Bereitgestelltes Material
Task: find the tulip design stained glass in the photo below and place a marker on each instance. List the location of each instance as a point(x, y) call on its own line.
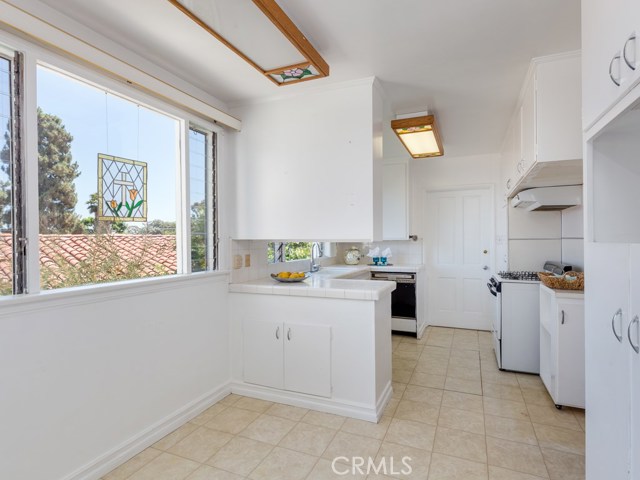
point(122, 189)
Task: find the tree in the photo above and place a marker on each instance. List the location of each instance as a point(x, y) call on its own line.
point(198, 237)
point(5, 181)
point(56, 175)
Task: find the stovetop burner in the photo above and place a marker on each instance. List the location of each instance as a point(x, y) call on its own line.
point(524, 275)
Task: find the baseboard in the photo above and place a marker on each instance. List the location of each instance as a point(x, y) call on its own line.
point(387, 393)
point(348, 409)
point(131, 447)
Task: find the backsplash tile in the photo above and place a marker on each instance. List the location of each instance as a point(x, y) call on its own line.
point(259, 267)
point(405, 252)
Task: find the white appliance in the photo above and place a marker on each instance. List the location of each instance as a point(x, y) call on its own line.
point(516, 322)
point(548, 198)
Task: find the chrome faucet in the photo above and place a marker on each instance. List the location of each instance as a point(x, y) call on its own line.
point(314, 267)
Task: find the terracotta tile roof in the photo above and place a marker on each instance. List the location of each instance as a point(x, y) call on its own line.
point(97, 258)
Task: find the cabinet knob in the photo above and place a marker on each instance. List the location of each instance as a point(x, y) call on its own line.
point(615, 80)
point(618, 314)
point(630, 63)
point(636, 347)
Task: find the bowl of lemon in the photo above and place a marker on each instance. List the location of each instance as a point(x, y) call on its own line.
point(290, 277)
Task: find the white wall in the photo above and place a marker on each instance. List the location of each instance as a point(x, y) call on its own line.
point(442, 173)
point(89, 376)
point(306, 166)
point(535, 237)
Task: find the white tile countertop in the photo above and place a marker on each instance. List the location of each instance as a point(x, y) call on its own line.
point(332, 281)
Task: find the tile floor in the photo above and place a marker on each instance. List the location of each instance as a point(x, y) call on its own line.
point(453, 412)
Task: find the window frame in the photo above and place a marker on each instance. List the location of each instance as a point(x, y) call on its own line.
point(34, 56)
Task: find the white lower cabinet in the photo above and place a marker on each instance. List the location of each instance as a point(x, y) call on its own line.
point(287, 356)
point(562, 345)
point(607, 358)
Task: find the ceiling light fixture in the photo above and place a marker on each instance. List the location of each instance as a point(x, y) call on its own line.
point(418, 134)
point(260, 33)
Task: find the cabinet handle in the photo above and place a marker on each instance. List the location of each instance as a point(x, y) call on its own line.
point(636, 348)
point(632, 66)
point(613, 324)
point(614, 79)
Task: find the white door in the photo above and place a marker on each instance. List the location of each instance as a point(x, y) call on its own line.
point(307, 359)
point(459, 255)
point(607, 375)
point(262, 349)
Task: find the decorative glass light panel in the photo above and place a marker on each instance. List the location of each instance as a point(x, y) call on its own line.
point(122, 189)
point(419, 135)
point(283, 54)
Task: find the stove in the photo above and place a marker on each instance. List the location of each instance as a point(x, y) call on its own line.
point(527, 276)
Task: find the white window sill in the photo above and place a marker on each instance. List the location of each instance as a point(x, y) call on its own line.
point(93, 293)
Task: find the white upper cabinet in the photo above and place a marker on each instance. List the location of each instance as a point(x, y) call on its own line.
point(611, 53)
point(309, 167)
point(544, 142)
point(395, 201)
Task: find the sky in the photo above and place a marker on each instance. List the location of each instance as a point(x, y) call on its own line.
point(104, 123)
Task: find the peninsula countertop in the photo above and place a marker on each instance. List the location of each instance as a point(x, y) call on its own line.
point(332, 281)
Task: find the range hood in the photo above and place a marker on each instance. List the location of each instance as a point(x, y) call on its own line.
point(548, 198)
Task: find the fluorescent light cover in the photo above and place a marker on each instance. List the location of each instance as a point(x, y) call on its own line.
point(419, 135)
point(420, 143)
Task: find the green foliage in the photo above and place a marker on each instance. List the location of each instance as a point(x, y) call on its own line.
point(297, 251)
point(56, 176)
point(5, 184)
point(198, 237)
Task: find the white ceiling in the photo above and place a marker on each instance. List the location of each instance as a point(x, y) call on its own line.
point(464, 60)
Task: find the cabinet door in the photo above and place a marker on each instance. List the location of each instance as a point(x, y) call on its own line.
point(528, 125)
point(558, 110)
point(547, 325)
point(634, 333)
point(607, 361)
point(307, 359)
point(570, 354)
point(606, 24)
point(262, 344)
point(395, 202)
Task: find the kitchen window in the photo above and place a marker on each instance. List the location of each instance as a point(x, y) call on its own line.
point(289, 251)
point(110, 204)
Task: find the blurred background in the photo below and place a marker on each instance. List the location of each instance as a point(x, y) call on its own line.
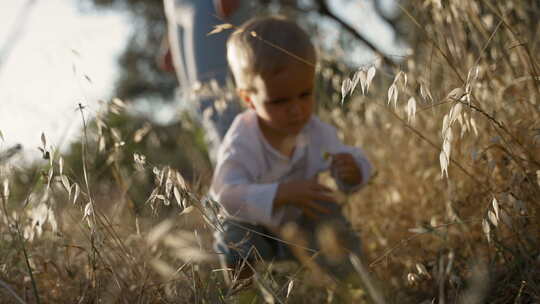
point(57, 54)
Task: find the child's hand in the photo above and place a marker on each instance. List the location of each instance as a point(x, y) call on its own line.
point(226, 8)
point(304, 194)
point(346, 169)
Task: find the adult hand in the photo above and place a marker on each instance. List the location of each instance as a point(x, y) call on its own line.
point(304, 194)
point(225, 8)
point(346, 168)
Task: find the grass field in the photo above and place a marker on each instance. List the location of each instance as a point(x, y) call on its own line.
point(451, 216)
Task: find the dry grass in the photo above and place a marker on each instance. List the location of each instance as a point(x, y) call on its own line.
point(452, 215)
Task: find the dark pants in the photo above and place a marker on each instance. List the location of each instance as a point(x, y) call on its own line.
point(327, 241)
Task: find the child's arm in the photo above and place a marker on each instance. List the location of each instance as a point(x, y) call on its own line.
point(236, 190)
point(234, 187)
point(304, 194)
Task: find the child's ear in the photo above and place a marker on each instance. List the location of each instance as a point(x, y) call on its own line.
point(245, 95)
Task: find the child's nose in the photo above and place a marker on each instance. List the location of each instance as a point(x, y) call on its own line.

Anweisung
Schreibe den Abschnitt der Zeilen oben wortgetreu ab, der mit der Zeile beginnt, die „Task: find the sky“ enthält, und mit der Zeile endet, die „point(464, 60)“ enthält. Beide Zeilen gehören mit dazu.

Antwort zur Aufgabe
Task: find the sky in the photo above and place a marker on each instance. List the location of each instance as a point(x, y) call on its own line.
point(104, 123)
Task: find the peninsula countertop in the photo above and place a marker on each instance. List the location of each instance as a point(x, y) call on its own line.
point(332, 281)
Task: find the range hood in the photo above and place a marker on each instance. List the location of each instance as a point(x, y) call on its own line.
point(548, 198)
Task: find the fluorescent light cover in the photo above and place a marker on each instance. List the location of each instance as a point(x, y) call on its own line.
point(419, 135)
point(420, 143)
Task: find the green foliage in the photo above and place a marker on each instance. List the location of each instance as a point(x, y) call on its own line.
point(297, 251)
point(56, 176)
point(5, 184)
point(198, 237)
Task: find the white ceiling in the photo above and place a marker on each instance. List the location of each instance as a point(x, y) call on its own line.
point(464, 60)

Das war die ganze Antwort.